ABOUT THIS EXERCISE:
Return only the final portion of the entries: the line with "Where can you see the granite" and every line after it, each one exact.

[Extracted data entries]
+ + + +
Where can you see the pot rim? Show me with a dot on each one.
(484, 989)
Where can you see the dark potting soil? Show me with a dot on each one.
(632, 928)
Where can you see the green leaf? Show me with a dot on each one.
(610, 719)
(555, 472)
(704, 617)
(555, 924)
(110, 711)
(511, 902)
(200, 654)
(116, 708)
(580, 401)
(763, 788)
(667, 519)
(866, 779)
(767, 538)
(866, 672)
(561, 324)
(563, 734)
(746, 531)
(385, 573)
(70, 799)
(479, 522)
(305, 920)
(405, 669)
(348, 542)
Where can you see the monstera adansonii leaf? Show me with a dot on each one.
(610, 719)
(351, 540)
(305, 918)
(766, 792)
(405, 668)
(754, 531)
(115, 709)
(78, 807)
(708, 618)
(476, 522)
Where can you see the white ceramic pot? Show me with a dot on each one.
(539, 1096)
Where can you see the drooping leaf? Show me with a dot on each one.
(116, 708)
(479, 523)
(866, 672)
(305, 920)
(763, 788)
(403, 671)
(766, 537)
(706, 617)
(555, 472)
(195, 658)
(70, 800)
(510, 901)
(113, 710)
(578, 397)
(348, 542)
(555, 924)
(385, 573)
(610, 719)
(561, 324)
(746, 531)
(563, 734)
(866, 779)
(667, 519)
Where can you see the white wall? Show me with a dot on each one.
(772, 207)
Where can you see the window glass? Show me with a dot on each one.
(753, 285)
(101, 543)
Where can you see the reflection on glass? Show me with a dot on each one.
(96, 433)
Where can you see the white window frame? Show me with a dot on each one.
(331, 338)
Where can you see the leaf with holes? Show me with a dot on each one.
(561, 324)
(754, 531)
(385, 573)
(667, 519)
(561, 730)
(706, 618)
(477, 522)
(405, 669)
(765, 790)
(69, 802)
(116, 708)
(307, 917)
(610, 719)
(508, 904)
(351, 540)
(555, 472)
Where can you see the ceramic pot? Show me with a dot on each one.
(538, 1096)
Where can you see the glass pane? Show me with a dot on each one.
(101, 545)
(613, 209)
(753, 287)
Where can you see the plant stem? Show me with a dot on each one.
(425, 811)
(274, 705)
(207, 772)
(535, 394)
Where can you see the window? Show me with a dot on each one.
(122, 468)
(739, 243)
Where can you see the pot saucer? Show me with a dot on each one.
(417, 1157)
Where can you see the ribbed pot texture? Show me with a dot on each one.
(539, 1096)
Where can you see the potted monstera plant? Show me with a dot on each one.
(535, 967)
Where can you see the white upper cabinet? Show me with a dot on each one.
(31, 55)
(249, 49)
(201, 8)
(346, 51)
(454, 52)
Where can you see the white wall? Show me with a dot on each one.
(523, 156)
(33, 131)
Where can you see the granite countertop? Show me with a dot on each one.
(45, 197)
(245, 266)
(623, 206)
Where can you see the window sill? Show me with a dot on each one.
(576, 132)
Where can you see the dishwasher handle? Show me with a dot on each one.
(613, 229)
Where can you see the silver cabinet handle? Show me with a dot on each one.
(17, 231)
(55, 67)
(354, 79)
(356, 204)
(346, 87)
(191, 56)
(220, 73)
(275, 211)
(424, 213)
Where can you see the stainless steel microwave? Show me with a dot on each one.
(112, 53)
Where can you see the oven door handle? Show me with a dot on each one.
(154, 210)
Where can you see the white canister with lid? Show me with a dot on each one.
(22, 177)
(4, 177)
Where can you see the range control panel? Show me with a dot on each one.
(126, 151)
+ + + +
WORKED SOLUTION:
Where can you see the granite countertop? Show me with a dot on each one.
(45, 197)
(245, 266)
(623, 206)
Where can you see the window sill? Show me with a dot on each one.
(576, 132)
Where can you see the dishwasher handle? Show me with a dot on each one.
(613, 229)
Where can you see the silver cabinet handle? Show me with a dot on each one.
(17, 231)
(55, 67)
(354, 79)
(356, 204)
(346, 87)
(191, 56)
(220, 73)
(275, 211)
(424, 213)
Where can you see the stainless steel microwave? Show me with a dot on each one.
(112, 53)
Where can you see the oven door handle? Show me with a dot on each one.
(154, 210)
Where can you see the white canister with lid? Show me with a dot on each one.
(22, 177)
(4, 177)
Where can you see the range control panel? Show me with a dot on each one.
(126, 151)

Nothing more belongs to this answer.